PROBLEMS TO WORK ON:
**1.** In the diet discussion, what does Sarah Pope say about the bones of the meat-eaters in the study, even those who eat fast food?
**2.** Please edit the diet discussion starting at "This is a very" and ending at "it’s not perfect.", replacing "long-term" with "multiyear".
**3.** Continue the diet discussion from where it stops.

SUPPLIED PASSAGE:
══════════

First of all, ALL of vegetarians, vegans and pescatarians are not a homogeneous group, and it should be noted that none of these practices have anything to do with nutrition.
A proper whole foods, plant-based diet should be rich and varied enough so there are plenty of sources of calcium and more readily absorbable than from dairy and such… so there should never be a problem. Most vegetarians, vegans and pescatarians do not practice anything resembling good nutrition. Avoiding certain foods does not make for good nutrition.
Sarah Pope MGA
You are missing a KEY point. The meat-eaters in the study aren’t eating a perfect diet either! And, even though the meat eaters may be eating fast food, etc, they STILL have stronger bones more resistant to fracture than those eating a plant based diet.
This is a very large, long-term study … there is no discounting its implications that eating meat results in a more nutritionally balanced diet even if it’s not perfect.

══════════

Extracted data entries:
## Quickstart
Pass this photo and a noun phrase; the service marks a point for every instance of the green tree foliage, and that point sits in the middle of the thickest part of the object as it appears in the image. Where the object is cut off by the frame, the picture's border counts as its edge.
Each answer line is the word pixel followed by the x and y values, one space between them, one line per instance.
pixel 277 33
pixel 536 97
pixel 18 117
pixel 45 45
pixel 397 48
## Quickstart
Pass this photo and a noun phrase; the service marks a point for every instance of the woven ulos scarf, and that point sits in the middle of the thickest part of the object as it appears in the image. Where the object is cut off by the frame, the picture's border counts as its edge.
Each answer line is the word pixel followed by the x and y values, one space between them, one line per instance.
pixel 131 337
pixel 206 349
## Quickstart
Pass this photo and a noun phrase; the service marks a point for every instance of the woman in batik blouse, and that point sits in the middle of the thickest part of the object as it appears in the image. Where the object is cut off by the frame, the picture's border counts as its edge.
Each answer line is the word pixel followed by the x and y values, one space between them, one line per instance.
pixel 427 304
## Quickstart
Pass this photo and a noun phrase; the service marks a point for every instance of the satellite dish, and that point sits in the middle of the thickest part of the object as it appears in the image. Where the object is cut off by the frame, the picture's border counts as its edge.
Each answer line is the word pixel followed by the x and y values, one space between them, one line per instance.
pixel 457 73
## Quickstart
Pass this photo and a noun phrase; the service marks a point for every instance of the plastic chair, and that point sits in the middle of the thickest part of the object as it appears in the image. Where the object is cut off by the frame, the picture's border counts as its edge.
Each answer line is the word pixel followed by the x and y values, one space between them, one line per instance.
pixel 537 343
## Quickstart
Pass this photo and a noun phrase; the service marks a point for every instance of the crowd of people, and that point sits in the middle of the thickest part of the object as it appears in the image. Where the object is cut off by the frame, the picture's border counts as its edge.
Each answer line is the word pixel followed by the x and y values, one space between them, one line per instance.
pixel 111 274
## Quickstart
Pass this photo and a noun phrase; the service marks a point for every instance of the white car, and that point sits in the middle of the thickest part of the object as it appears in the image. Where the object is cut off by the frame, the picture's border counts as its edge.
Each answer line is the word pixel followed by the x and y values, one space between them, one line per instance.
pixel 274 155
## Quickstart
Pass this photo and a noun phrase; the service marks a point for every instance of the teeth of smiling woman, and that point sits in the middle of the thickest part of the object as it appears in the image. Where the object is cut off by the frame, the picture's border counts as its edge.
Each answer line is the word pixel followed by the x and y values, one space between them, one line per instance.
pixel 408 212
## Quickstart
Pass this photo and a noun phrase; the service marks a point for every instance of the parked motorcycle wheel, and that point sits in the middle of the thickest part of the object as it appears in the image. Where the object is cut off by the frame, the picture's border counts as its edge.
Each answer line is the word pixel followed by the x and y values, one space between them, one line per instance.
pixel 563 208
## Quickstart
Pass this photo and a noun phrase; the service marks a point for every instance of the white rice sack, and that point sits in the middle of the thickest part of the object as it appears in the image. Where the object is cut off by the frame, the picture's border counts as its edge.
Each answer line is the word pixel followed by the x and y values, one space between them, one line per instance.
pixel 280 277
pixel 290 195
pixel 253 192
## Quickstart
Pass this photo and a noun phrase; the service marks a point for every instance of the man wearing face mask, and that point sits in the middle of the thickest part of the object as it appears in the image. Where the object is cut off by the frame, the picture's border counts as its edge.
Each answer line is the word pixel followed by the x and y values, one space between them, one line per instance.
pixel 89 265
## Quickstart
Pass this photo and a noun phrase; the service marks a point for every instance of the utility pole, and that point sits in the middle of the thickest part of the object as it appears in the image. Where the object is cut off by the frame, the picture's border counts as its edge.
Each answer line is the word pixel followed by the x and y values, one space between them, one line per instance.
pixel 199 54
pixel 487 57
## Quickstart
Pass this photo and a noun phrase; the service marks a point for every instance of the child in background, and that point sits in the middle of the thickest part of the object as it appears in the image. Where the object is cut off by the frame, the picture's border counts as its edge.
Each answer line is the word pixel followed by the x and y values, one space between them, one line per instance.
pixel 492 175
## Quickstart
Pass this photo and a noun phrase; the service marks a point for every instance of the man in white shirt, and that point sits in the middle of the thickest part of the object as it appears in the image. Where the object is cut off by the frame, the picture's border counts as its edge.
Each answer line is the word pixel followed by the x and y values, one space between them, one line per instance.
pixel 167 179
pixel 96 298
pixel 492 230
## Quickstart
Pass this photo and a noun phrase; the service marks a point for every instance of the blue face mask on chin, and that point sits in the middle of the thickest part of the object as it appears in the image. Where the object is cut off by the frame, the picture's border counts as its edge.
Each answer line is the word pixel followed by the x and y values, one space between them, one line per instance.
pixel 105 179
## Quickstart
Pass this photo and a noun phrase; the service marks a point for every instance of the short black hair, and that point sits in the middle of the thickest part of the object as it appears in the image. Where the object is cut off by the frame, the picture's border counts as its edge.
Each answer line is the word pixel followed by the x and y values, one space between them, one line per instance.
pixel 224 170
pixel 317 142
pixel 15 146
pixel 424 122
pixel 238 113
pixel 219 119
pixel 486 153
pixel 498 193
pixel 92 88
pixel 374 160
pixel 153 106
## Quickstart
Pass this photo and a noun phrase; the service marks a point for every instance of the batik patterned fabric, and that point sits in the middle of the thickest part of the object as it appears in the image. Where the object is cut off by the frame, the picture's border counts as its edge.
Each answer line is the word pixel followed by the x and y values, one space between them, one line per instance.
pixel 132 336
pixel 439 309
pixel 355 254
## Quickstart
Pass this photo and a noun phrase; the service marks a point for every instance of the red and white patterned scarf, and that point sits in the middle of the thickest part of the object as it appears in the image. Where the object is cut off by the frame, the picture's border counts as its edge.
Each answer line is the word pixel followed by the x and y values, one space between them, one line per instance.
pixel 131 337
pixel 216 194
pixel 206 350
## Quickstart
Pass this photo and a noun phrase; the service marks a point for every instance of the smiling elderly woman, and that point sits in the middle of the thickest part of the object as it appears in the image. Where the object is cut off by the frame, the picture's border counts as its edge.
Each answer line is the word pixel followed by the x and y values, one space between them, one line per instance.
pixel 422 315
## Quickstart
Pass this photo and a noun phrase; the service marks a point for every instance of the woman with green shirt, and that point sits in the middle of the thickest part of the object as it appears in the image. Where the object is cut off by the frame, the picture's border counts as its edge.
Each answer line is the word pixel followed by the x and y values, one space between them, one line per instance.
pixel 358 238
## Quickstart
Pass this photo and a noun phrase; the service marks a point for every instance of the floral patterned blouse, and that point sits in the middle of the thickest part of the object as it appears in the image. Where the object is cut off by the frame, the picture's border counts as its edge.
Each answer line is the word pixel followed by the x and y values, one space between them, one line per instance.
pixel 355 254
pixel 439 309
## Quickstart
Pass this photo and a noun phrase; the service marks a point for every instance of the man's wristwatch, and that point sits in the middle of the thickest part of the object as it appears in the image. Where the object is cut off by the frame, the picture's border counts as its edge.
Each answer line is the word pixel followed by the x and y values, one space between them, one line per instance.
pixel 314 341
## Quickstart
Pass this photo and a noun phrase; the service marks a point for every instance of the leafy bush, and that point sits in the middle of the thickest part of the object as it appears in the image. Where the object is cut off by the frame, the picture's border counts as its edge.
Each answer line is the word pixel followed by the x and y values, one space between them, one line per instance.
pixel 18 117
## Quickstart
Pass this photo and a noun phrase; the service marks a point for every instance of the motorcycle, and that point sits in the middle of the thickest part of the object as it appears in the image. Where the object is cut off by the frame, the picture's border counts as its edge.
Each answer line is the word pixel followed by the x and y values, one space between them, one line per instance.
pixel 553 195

══════════

ANSWERS BY ITEM NUMBER:
**1.** They still have stronger bones, more resistant to fracture than those of people eating a plant-based diet.

**2.**
This is a very large, multiyear study … there is no discounting its implications that eating meat results in a more nutritionally balanced diet even if it’s not perfect.

**3.**
Margaret
I agree with you. I haven’t read this study, but I concur it is easier to get all the nutrients necessary for good heath from an omnivorous diet. However, I’m encouraged by the conclusion drawn by Examine.com (the largest and most evidence-based, impartial source of nutrition supplement research on the Internet available) with regard to their research on the vegan diet:
“Contrary to common belief, a vegan diet can cover all essential nutrients — if it is well planned and supported by supplementation [that is the caveat, especially for pregnant/lactating women and babies under 1 year old*]. The turmoil around vegan-related nutrient deficiencies revolves around a handful of manageable but critical micronutrients: the vitamins B2, B3, B12 and D, and the minerals zinc, calcium, iodine, and selenium. If properly designed, a vegan diet supported by supplementation and fortified foods can meet all these nutrients in sufficient amounts.”